_Work instructions_.
a) In the passage on processor power management, what does the power saving technique in FPU 290 use to disable the free running clock to the floating point pipeline?
b) Pull out every line in the records that contains the word "background".

_Given passage_.
==========

Thus, as a first approach, processor 200 automatically, internally,
controls the power consumed by its components. As a second approach,
processor 200 provides hardware and software hooks so that it can be
ordered externally to a low power state as part of the system design. The
two approaches complement each other. The hooks for system designers and
software writers are easily used to place processor 200 into a low power
state when they deem that it would be desirable to do so. The automatic
features, on the other hand, work in a manner that is transparent to the
user when processor 200 is not in the low power mode and certain
conditions are met.
FIG. 3 illustrates a detailed block diagram of automatic floating point
unit power down circuitry of the processor. This scheme falls under the
category of micro-level system/software invisible power management. In
FIG. 3, it can be seen that instructions 310 enter decoder 320 where they
are decoded. In turn, the decoded floating instructions 330 are provided
by decoder 320 to floating point pipeline 340 and to floating point
control state machine 350. Based upon the decoded floating point
instructions 330, floating point control state machine 350 provides
control signals 360 to floating point pipeline 340. Control signals 360
control progress of each decoded floating point instruction 330 through
floating point pipeline 340 until a floating point result 390 is output
from pipeline 340. For one embodiment of processor 200, Floating Point
Unit (FPU) 290 is an integral part of the chip and shares part of the
integer pipeline.
The power saving technique employed in FPU 290 is to use AND gate 380 to
disable free running clock 370 to floating point pipeline 340 when no
floating point instructions are being executed. This results in
significant power savings for applications that are not floating point
intensive. Free running clock 370 is enabled when decoder 320 decodes a
floating point instruction. A part of the floating point control unit 350
keeps track of the progress of the instructions through the floating point
pipeline 340, and is always clocked. The output control signals 360 are
signals that indicate there is an active floating point instruction in the
pipeline 340. As long as any one of these signals are asserted, the
floating point pipeline 340 is clocked. Once it is indicated that the FPU
has gone back into an idle state (i.e., there are no more instructions in
pipeline 340), the control signals 360 are shut down, and the floating
point control unit logic 350 waits for the next floating point instruction
to be decoded. Because there is no latency associated with powering up the
FPU, it is totally transparent to the external user.

==========

_Available records_.

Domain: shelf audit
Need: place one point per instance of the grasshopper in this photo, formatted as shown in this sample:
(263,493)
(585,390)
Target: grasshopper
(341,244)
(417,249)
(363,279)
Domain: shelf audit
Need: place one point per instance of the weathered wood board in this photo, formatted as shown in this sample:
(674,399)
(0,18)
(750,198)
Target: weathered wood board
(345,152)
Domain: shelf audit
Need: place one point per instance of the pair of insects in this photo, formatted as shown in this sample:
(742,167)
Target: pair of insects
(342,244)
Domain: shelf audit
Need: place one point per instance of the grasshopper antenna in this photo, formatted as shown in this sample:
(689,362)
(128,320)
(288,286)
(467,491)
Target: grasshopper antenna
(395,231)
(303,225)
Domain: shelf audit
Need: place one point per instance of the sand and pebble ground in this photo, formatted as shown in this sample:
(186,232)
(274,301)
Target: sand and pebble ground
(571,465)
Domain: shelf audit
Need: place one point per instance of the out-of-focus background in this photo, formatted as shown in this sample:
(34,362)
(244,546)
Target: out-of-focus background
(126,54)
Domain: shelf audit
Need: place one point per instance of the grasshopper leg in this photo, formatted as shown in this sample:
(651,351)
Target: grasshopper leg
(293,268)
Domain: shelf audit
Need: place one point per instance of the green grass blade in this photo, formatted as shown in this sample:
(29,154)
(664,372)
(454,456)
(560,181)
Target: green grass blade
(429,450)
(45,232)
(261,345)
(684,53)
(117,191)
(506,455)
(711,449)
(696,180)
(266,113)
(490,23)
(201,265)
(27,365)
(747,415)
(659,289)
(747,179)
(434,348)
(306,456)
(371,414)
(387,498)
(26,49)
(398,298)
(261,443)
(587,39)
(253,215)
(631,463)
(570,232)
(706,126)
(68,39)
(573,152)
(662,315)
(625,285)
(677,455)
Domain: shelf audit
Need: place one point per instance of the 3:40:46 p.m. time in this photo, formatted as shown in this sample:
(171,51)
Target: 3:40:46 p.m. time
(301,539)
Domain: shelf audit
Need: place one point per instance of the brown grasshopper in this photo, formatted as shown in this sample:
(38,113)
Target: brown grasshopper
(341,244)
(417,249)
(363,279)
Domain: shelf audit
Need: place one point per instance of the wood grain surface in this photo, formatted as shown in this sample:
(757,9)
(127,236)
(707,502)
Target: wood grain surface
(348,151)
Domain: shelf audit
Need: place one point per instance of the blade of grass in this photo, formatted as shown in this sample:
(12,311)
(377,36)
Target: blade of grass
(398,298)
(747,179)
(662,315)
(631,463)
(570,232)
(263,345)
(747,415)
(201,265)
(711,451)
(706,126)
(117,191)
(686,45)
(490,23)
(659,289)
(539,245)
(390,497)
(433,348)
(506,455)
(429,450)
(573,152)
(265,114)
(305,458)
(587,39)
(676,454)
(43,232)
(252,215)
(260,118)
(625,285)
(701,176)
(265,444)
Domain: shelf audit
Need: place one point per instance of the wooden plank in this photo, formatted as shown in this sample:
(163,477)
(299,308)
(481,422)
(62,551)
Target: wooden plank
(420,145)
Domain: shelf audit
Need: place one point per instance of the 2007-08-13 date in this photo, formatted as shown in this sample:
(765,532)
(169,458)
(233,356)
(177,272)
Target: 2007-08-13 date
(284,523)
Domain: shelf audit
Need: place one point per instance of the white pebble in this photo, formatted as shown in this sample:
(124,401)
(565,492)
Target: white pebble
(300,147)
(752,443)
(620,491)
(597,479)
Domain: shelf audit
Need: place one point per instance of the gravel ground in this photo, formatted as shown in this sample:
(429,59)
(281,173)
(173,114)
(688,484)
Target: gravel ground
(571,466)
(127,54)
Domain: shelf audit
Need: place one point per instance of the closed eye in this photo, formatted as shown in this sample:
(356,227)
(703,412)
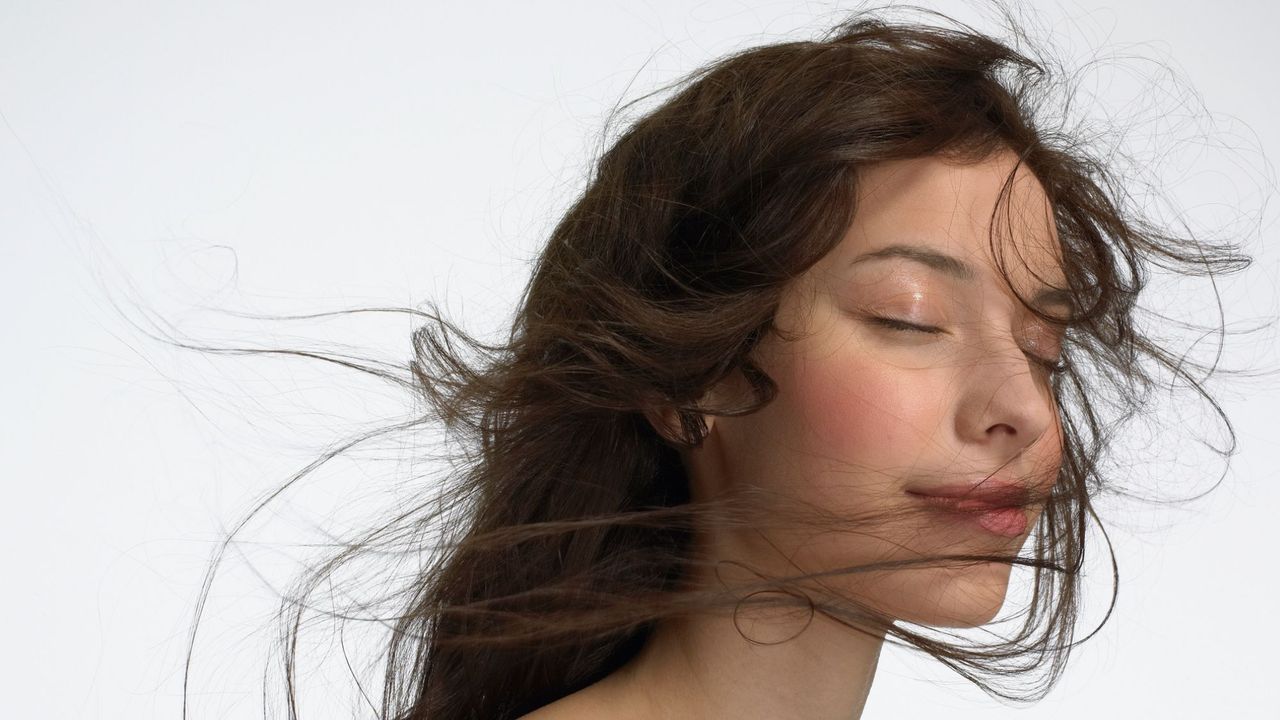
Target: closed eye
(894,323)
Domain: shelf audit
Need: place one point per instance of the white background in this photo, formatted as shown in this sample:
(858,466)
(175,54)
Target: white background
(305,156)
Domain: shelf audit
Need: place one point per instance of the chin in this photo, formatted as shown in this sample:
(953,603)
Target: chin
(952,597)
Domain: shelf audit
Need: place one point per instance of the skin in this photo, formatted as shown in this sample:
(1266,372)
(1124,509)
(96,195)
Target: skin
(905,376)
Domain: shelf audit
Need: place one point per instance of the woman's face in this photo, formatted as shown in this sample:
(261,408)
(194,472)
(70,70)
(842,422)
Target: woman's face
(917,374)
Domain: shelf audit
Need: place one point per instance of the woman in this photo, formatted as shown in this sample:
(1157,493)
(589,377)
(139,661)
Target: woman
(831,335)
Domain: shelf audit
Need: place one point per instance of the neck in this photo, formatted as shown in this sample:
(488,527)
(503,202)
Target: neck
(704,668)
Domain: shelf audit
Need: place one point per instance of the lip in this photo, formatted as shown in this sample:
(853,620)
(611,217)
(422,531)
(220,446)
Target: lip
(995,506)
(984,492)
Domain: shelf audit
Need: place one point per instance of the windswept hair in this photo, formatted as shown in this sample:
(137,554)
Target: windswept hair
(566,522)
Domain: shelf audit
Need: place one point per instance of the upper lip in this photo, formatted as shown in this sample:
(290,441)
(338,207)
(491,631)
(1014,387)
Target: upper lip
(987,491)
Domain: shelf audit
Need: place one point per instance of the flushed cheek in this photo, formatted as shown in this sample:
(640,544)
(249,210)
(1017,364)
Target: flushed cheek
(864,413)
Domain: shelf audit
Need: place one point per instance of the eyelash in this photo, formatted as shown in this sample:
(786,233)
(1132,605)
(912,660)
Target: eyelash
(1052,367)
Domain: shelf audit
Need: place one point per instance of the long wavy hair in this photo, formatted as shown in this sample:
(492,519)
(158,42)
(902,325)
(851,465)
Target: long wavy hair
(561,533)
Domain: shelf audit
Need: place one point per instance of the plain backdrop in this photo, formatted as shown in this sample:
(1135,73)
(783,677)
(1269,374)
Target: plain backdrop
(305,156)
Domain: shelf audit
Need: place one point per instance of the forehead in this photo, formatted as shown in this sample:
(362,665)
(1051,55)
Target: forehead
(991,214)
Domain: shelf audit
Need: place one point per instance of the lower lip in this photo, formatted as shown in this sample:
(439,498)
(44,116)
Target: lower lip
(1004,522)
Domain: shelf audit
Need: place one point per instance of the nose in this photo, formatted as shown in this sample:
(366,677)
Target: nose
(1005,401)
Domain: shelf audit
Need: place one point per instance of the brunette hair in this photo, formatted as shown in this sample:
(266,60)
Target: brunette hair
(565,527)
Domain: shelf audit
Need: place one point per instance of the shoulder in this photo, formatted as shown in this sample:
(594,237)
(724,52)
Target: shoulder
(592,702)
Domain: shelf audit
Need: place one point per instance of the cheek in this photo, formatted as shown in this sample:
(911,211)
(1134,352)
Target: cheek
(863,409)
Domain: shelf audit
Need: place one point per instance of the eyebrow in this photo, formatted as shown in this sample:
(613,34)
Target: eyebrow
(959,269)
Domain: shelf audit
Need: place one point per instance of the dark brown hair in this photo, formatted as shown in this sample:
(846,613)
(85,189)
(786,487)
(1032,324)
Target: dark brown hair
(560,537)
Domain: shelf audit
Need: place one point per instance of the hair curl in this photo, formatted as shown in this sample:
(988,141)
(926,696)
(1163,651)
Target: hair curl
(566,523)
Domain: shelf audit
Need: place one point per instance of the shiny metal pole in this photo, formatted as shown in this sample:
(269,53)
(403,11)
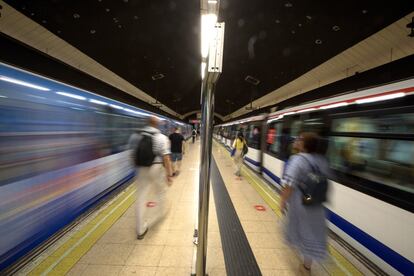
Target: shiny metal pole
(204,186)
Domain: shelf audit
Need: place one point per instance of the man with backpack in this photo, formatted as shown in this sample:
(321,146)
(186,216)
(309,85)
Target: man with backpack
(194,134)
(239,150)
(305,186)
(177,150)
(151,157)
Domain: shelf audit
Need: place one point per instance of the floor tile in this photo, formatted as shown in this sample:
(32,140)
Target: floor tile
(177,256)
(77,269)
(173,271)
(102,270)
(109,254)
(133,270)
(145,255)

==========

_Worked solutions_.
a) AND gate 380.

b)
Need: place one point per instance of the out-of-focus background in this photo, formatted as shown in this sample:
Target: out-of-focus background
Need: place one point per instance of the white background in this photo, formatted as shown in this sample:
Target: white background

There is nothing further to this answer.